ASSIGNMENT —
Identify and pull out each line of the entries in which "person" occurs.

Dataset entries:
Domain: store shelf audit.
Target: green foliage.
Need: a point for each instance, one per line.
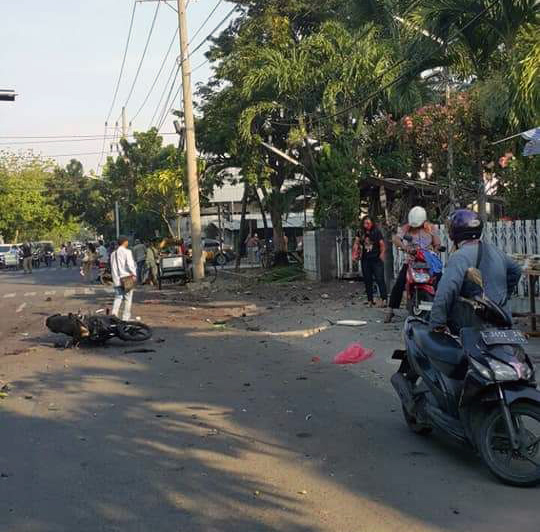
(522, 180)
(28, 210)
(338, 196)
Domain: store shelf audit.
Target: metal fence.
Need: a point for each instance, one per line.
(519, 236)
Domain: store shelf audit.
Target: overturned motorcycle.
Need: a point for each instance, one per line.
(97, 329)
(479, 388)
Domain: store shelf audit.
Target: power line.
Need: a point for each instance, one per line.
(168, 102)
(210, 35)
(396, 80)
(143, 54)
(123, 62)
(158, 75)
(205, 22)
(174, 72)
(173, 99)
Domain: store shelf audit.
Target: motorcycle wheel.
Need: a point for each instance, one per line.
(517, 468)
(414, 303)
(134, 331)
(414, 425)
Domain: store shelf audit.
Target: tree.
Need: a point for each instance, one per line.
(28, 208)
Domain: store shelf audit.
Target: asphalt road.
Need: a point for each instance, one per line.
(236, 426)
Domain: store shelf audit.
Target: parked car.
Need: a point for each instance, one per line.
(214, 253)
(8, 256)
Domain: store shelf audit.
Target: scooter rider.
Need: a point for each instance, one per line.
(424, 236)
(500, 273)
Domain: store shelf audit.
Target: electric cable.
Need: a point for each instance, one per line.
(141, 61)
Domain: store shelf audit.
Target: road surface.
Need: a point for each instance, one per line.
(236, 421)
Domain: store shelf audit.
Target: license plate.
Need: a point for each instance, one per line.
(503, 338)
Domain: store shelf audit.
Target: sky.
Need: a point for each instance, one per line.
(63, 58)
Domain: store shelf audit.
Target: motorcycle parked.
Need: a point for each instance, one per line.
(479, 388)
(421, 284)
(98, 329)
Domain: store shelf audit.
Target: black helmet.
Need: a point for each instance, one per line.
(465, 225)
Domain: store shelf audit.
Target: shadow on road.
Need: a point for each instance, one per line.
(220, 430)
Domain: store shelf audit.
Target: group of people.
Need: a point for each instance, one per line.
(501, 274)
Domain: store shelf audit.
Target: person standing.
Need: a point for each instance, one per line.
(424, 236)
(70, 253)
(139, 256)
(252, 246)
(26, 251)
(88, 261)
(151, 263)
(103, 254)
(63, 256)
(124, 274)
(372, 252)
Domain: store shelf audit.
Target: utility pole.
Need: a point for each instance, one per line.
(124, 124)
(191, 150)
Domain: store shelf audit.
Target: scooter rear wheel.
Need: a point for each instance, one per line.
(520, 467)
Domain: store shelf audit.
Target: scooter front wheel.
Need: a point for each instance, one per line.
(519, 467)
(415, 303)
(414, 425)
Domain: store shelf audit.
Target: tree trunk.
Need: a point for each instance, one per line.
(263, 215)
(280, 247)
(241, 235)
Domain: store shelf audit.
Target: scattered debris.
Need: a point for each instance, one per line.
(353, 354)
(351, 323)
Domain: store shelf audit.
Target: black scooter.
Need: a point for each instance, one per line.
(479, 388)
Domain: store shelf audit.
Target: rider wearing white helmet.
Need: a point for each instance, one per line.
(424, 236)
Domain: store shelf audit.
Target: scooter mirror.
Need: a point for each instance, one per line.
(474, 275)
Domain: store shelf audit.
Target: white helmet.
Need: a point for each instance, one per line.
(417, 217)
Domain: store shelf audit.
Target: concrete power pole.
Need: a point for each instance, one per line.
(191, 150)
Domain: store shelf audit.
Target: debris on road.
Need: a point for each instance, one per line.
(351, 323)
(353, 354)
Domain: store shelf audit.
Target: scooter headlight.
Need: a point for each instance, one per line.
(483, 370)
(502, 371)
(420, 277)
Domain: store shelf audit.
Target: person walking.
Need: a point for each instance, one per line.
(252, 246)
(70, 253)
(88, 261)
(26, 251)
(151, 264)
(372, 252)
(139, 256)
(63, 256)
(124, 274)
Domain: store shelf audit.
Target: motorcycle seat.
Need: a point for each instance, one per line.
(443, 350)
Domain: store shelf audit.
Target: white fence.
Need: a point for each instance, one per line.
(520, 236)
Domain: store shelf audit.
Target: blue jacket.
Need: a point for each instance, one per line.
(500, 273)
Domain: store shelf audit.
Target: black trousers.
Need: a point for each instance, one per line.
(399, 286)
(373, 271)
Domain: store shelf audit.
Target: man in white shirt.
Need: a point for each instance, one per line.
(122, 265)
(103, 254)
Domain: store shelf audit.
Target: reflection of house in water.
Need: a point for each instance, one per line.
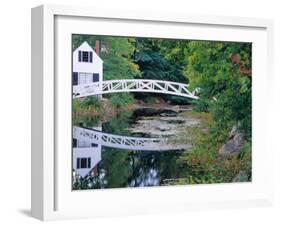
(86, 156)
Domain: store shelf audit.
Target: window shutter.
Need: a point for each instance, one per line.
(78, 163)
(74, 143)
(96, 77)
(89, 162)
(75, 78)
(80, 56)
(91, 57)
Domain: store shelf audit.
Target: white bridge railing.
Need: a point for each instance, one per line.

TASK SOLUTION —
Target: person standing.
Target: person walking.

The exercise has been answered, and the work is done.